Consignes »
[a] Indiquez si chacun des énoncés suivants concorde avec l'extrait sur la course en sentier, en répondant par oui ou par non et en citant les mots qui tranchent : (i) l'entraînement se faisait au Club de trail de Bromont deux fois par semaine ; (ii) la première course de 50 km était prévue en juillet ; (iii) le deuil tient avant tout à l'annulation du principal événement de course.
[b] Réécrivez le passage de l'extrait sur la course en sentier compris entre « Toute l’année durant, je » et « forte, plus endurante. », inclusivement, en substituant « Sutton » à « Bromont ».
[c] Prolongez l'extrait sur la course en sentier au-delà de sa dernière phrase.

Extrait du texte »
───

Toute l’année durant, je me suis entraînée rigoureusement, allant rejoindre la plus belle des gangs au Club de trail de Bromont, deux fois par semaine, donnant tout ce que j’avais. Des intervalles de montées à -25 degrés un mercredi soir, « why not? » Une longue sortie, tôt un samedi matin, dans les sentiers glacés, bien sûr, si  c’est en bonne compagnie. Souvent, durant des entraînements laborieux, qui se présentaient régulièrement, disons-le, je gardais en tête mon ultra : ma première course de 50 km en août prochain. Je poussais, en me disant que pendant cette journée, je serais bien contente de m’être dépassée pendant l’entraînement, que ça me rendait plus forte, plus endurante.

Alors, hier, ça été comme un deuil. Ce qui est important de comprendre, c’est que ce n’est pas qu’une compétition. Il ne s’agit pas seulement d’une journée à courir dans les magnifiques sentiers de la Mauricie : il s’agit de centaines d’heures et de kilomètres à faire le plein et le vide en entraînement, de merveilleux moments passés avec ma gang de coureurs qui me sont chers, et qui me poussent à devenir une meilleure version de moi-même. Ça sonne cliché comme ça ne se peut pas, mais c’est totalement ça.

En fait, il ne s’agit pas de l’annulation de mon principal événement de course, ni des autres, qui sont secondaires : il s’agit du retrait de l’accès aux sentiers. J’ai réalisé que le deuil, il est là. Depuis des semaines, je suis privée de ce qui correspond à mon troisième poumon et que je n’ai aucune idée du moment qu’aura lieu la greffe. La montagne, c’est tout autant un lieu de dépassement, de plaisir, d’adrénaline, de zénitude, de contemplation que de rencontres sociales. Elle m’est inaccessible et elle me manque. Hier, j’ai eu l’impression qu’on tirait le tapis sous mes pieds, d’être privée de mon oxygène.

───

Données sources »
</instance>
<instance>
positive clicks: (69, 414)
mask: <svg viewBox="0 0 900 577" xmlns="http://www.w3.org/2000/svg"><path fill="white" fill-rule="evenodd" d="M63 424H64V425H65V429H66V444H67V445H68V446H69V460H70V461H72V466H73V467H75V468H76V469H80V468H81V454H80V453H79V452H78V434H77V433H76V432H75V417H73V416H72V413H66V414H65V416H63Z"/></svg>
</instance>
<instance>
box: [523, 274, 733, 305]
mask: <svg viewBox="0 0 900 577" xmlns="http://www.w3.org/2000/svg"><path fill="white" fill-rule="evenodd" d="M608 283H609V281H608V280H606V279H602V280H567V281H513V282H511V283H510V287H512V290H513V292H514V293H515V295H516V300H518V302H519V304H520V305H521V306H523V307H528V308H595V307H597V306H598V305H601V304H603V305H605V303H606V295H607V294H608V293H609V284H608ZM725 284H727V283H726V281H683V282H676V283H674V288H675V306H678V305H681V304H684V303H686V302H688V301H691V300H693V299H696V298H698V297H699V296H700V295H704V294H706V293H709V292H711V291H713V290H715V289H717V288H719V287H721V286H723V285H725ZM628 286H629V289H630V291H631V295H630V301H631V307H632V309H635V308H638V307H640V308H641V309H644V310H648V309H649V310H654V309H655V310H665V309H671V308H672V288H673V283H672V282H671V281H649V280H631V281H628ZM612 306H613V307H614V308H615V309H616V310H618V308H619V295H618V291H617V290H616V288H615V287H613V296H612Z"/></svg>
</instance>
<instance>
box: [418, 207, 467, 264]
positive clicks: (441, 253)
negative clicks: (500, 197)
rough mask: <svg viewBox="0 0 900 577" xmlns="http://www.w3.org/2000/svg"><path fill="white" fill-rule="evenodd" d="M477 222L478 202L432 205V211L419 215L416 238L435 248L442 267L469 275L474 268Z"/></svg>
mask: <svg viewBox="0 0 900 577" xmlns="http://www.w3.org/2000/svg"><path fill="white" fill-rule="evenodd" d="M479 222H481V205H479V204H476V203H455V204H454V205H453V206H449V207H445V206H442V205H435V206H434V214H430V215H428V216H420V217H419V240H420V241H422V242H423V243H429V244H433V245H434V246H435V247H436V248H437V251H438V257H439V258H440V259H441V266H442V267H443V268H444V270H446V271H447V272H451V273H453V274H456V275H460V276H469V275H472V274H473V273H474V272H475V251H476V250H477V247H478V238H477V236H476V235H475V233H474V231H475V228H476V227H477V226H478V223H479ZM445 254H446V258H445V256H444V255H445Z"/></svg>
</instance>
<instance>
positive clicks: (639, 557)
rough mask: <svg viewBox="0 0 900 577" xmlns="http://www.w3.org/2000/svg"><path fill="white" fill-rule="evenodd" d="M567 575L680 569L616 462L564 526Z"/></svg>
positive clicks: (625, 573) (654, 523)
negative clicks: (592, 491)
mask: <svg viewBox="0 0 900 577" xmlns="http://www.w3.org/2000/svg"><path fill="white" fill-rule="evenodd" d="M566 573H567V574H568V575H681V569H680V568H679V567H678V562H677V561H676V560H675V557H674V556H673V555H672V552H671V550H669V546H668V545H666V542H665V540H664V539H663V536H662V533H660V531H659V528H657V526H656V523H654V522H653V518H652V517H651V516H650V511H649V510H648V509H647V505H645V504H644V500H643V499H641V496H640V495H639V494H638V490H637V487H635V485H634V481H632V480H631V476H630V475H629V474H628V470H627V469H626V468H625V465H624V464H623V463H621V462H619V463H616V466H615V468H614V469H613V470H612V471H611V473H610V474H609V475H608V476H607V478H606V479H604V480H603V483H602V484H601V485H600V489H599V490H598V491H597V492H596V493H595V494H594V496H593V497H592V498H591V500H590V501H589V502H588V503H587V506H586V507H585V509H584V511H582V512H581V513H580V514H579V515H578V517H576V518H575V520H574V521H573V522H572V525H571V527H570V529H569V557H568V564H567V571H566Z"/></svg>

───

Réponses »
[a]
(i) Oui : « au Club de trail de Bromont, deux fois par semaine »
(ii) Non : « ma première course de 50 km en août prochain »
(iii) Non : « il ne s’agit pas de l’annulation de mon principal événement de course, ni des autres, qui sont secondaires : il s’agit du retrait de l’accès aux sentiers »

[b]
Toute l’année durant, je me suis entraînée rigoureusement, allant rejoindre la plus belle des gangs au Club de trail de Sutton, deux fois par semaine, donnant tout ce que j’avais. Des intervalles de montées à -25 degrés un mercredi soir, « why not? » Une longue sortie, tôt un samedi matin, dans les sentiers glacés, bien sûr, si  c’est en bonne compagnie. Souvent, durant des entraînements laborieux, qui se présentaient régulièrement, disons-le, je gardais en tête mon ultra : ma première course de 50 km en août prochain. Je poussais, en me disant que pendant cette journée, je serais bien contente de m’être dépassée pendant l’entraînement, que ça me rendait plus forte, plus endurante.

[c]
Il y a aussi la FSA, Fondation des sports adaptés, qui brille par son absence en ce moment. Bien sûr, les sentiers ne sont pas praticables durant le dégel, mais je me réjouissais d’être de retour derrière le dahü. L’an dernier, je me suis impliquée avec cette fondation en fournissant mes jambes à ceux qui ne pouvaient se hisser aux sommets par leur propre moyen, et j’avais adoré ces expériences enrichissantes. Mais ce n’est que partie remise.

Ceci étant dit, bien que je me sois temporairement apitoyée sur mon sort, je n’ai pas l’intention d’agir en victime. Je voyais, dans ma planche à pagaie, une planche de salut. Par contre, je ne suis pas certaine qu’il me sera possible de m’y perdre, ou plutôt de m’y centrer aussi rapidement que le fait de fouler les sentiers.

Curieusement, ou pas, je suis en pleine lecture du livre de Deena Kastor, « Let your mind run », et j’ai débuté l’écoute d’une conférence de Mylène Paquette. Il y est question d’attitude et de perspective. Définitivement, c’est ce dont j’ai besoin en ce moment.

Alors, je vais devoir revoir les saisons qui s’offrent à moi avec un regard différent.  C’est sur le bitume que je me retrouve et, les pieds bien enracinés sur mon tapis de yoga, je conserverai mon équilibre.